0

I am analyzing a large weather data file, Data.csv. I need to write a program in Python that will filter the Data.csv file and keep the following columns only: STATION, NAME/LOCATION, DATE, AWND, SNOW. Then save the filtered file and name it filteredData.csv.

I am using Python 3.8. I have only been able to somewhat figure out how to filter the columns I need within a print function. How do I filter this file and then save the filtered file?

import csv

filename = 'Data.csv' 
f = open(filename, 'rt')
reader = csv.reader(f,delimiter=',')
for column in reader:
print(column[0] + "," + column[1] + "," + column[2] + "," + column[3] + "," + column[4] + "," + column[13])

A small section of the Data.csv file

Bridget
  • 39
  • 1
  • 7

3 Answers3

1

If you're running this under windows you can simply run the code you already wrote with "> newfile.csv" at the end of the command to plug output into a test file.

If you want to do it within the code though:

import csv

new_filename = 'Reduced_Data.csv'
filename = 'Data.csv' 
f = open(filename, 'rt')
reader = csv.reader(f,delimiter=',')

__MATERIAL SUPPLIED__.
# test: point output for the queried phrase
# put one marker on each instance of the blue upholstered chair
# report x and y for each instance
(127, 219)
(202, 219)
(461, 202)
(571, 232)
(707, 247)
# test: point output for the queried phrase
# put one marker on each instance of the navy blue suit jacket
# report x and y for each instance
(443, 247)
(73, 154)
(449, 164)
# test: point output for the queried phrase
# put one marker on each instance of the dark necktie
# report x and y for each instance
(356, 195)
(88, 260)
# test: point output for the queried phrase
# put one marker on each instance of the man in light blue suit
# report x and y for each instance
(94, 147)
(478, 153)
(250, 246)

__EXERCISE TASK 1__. In the CSV filtering thread, what name should the filtered file be saved under?
__EXERCISE TASK 2__. Pick up the CSV filtering thread right after its final line and carry it on.
The items are separate material and do not belong to the CSV filtering thread.

__FINAL ANSWER 1__. filteredData.csv

__FINAL ANSWER 2__.
for row in reader:
    with open(new_filename, 'a') as output:
        output.write('"{}","{}","{}","{}","{}","{}"\n'.format(column[0],column[1],column[2],column[3],column[4],column[13]))
  • 1
    Using csv.writer might avoid some quoting headaches. And you could filter the columns using a list comprehension like [column[k] for k in [2, 5, 17]] . – Ture Pålsson Apr 08 '20 at 07:53
1

It can be quickly done using Pandas

import pandas as pd

weather_data = pd.read_csv('Data.csv')
filtered_weather = weather_data[['Column_1','Column_1']] #Select the column names that you want
filtered_weather.to_csv('new_file',index=False)
mode
  • 69
  • 5
0

check out the CSV reader and this example. you can do something like:

import csv

content = []
with open('Data.csv', 'r') as file:
    reader = csv.reader(file, delimiter = ','))
    for row in reader:
        content.append(row)

print(content)

## now writing them in a file:

with open('filteredData.csv', 'w', newline='') as file:
    writer = csv.writer(file)
    writer.writerow(['STATION', 'NAME LOCATION', 'DATE', 'AWND', 'SNOW'])
    for i in range(1, len(content)):
        writer.writerow[content[i][0], content[i][1], content[i][2], content[i][3], content[i][13])  ## i left out some columns, so they will not be in the file later, maybe I did not get that right.

but honestly, I would use this approach but that means only copy & paste.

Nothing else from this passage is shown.